_EXTRACTED TEXT:_
** Begin **

The year now coming to a close was a major milestone for the hamlet of High Falls: the 350th anniversary of the founding of the Town of Marbletown. Primarily due to the tireless efforts of the dynamic couple behind the High Falls Conservancy, Richard and Carole Eppley, 2019 was a year packed with events marking the sesquarcentennial. They kicked it off with an all-town meeting to find out how residents wanted to celebrate, had an anniversary logo designed and then organized a June parade, an August picnic honoring first responders, a September plein air painting day and an October square dance. This month was the lighting “downtown” High Falls for the holidays and a meetup to decorate the new Kathy Cairo Davis Memorial Bridge, which carries Route 213/Main Street across the Rondout Creek.
But the anniversary-themed events are only a small part of the Eppleys’ work that came to fruition this past year. They’ve just published the fifth edition of their annual Stories of High Falls publication, featuring memoirs of prominent longtime residents. They hosted a screening of the documentary When Hollywood Came to High Falls: The Filming of Splendor in the Grass. They continued their project of planting hundreds of daffodils (1,200+ so far) along Main Street and around the bridge. They successfully lobbied the state Department of Transportation to install radar-activated flashing speed limit signs at either end of town. They worked with Riverkeeper to conduct regular water quality sampling at seven sites along the Creek and organized River Sweep and Adopt-a-Highway trash cleanups. They posted bilingual signs along the Creek Walk urging visitors to carry out what they carry in.
The High Falls Conservancy has a small-but-committed core group of volunteers who pitch in on these projects, but the bulk of the work is done by the Eppleys, who retired from their New York City careers once their kids were grown and moved to their Bruceville Road home in 2011. Richard was a banker who worked for J. P. Morgan before setting up his own finance company, specializing in energy savings performance contracts. Carole ran her own confectionary art business, creating amazing showpieces such as a five-foot-long reproduction of Georges Seurat’s A Sunday Afternoon on the Island of La Grande Jatte, made entirely from cookies, for a French exhibit at Bloomingdale’s. The gingerbread house kits she designed were sold all over the world via the Neiman Marcus catalogue.

** End **

_GOAL A:_
Please quote the High Falls article word for word, starting at "The High Falls Conservancy has" and ending at "Neiman Marcus catalogue.".
The High Falls article has no connection to the records.

_STORED ROWS:_
** Begin **

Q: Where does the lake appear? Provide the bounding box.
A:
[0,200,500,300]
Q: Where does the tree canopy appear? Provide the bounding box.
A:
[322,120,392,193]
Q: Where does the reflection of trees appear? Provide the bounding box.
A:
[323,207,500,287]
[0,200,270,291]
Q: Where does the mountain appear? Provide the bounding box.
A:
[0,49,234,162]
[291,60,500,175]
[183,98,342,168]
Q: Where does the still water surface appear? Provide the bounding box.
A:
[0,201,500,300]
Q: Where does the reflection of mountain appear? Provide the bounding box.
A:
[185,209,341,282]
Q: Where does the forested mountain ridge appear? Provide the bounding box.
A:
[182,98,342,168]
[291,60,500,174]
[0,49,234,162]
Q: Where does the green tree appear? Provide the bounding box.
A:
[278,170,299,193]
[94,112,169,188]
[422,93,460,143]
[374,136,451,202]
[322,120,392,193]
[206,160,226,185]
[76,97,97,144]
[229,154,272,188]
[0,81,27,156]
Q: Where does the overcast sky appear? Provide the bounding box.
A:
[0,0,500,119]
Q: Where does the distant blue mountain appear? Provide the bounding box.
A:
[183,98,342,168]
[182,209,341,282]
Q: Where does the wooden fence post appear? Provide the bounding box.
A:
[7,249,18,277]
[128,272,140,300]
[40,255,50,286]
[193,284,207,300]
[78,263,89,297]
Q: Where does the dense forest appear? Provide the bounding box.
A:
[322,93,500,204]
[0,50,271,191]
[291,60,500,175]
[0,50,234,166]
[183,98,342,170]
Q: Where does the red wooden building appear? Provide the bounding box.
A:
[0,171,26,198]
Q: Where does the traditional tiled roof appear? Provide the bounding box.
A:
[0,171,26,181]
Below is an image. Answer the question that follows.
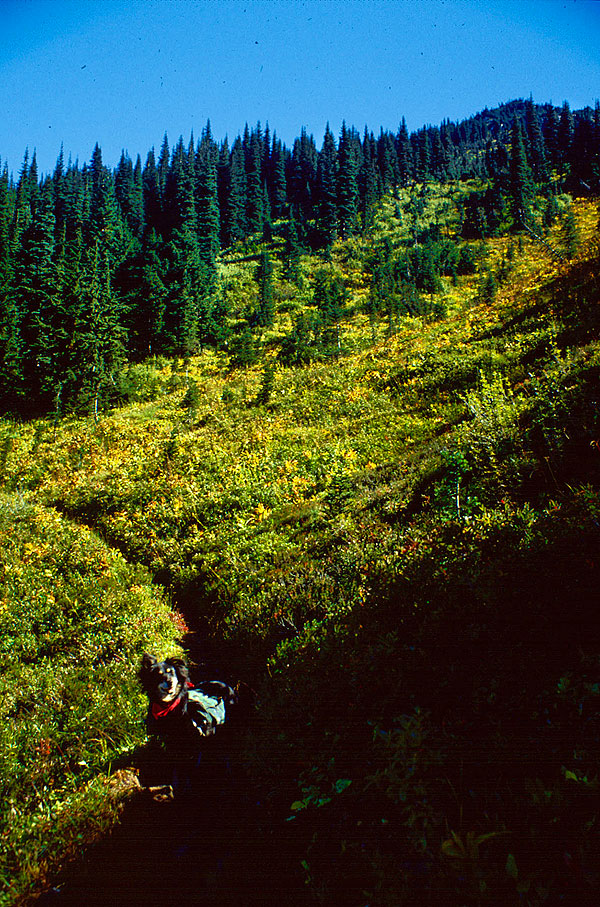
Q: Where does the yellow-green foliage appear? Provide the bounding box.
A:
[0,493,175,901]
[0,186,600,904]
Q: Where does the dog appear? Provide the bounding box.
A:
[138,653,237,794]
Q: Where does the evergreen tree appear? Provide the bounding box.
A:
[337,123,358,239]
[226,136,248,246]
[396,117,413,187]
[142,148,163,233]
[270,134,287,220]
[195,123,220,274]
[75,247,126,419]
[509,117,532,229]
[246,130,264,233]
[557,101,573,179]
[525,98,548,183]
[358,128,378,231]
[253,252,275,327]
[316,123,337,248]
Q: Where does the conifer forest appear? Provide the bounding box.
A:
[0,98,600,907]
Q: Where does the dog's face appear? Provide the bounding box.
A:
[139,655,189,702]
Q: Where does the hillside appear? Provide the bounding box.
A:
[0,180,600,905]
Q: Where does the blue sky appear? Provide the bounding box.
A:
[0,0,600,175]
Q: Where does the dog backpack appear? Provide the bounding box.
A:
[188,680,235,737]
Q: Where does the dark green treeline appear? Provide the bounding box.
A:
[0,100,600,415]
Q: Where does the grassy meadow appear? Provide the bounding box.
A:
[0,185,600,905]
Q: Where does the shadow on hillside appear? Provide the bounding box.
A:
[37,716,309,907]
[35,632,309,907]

** End **

_GOAL B:_
Put the lines of the records starting at the line that contains "Q: Where does the still" and ending at the line that contains "[138,653,237,794]" into a JSON list of strings, one string per line, with blank lines omitted and only those lines included. Leave the picture out of the list.

_WORKED SOLUTION A:_
The High Falls Conservancy has a small-but-committed core group of volunteers who pitch in on these projects, but the bulk of the work is done by the Eppleys, who retired from their New York City careers once their kids were grown and moved to their Bruceville Road home in 2011. Richard was a banker who worked for J. P. Morgan before setting up his own finance company, specializing in energy savings performance contracts. Carole ran her own confectionary art business, creating amazing showpieces such as a five-foot-long reproduction of Georges Seurat’s A Sunday Afternoon on the Island of La Grande Jatte, made entirely from cookies, for a French exhibit at Bloomingdale’s. The gingerbread house kits she designed were sold all over the world via the Neiman Marcus catalogue.

_WORKED SOLUTION B:_
[
  "Q: Where does the still water surface appear? Provide the bounding box.",
  "A:",
  "[0,201,500,300]",
  "Q: Where does the reflection of mountain appear? Provide the bounding box.",
  "A:",
  "[185,209,341,282]",
  "Q: Where does the forested mountain ridge appear? Provide the bounding box.",
  "A:",
  "[182,98,342,168]",
  "[291,60,500,174]",
  "[0,49,234,162]",
  "Q: Where does the green tree appear? Provide the bounding box.",
  "A:",
  "[278,170,299,193]",
  "[94,112,169,188]",
  "[422,93,460,143]",
  "[374,136,451,202]",
  "[322,120,392,193]",
  "[206,160,226,185]",
  "[76,97,97,144]",
  "[229,154,272,188]",
  "[0,81,27,156]",
  "Q: Where does the overcast sky appear? Provide the bounding box.",
  "A:",
  "[0,0,500,119]",
  "Q: Where does the distant blue mountain appear? Provide the bounding box.",
  "A:",
  "[183,98,342,168]",
  "[182,209,341,282]",
  "Q: Where does the wooden fence post appear? Provide the bounding box.",
  "A:",
  "[7,249,18,277]",
  "[128,272,140,300]",
  "[40,255,50,286]",
  "[193,284,207,300]",
  "[78,263,89,297]",
  "Q: Where does the dense forest appear? Provide the bounding box.",
  "A:",
  "[322,93,500,204]",
  "[0,50,271,191]",
  "[291,60,500,175]",
  "[0,50,234,166]",
  "[183,98,342,170]",
  "Q: Where does the red wooden building appear? Provide the bounding box.",
  "A:",
  "[0,171,26,198]",
  "Q: Where does the traditional tiled roof appear? Provide the bounding box.",
  "A:",
  "[0,171,26,181]",
  "Below is an image. Answer the question that follows.",
  "Q: Where does the yellow-green foliage appear? Provide the bounding box.",
  "A:",
  "[0,493,175,901]",
  "[0,186,600,904]",
  "Q: Where does the dog appear? Provide the bounding box.",
  "A:",
  "[138,653,237,794]"
]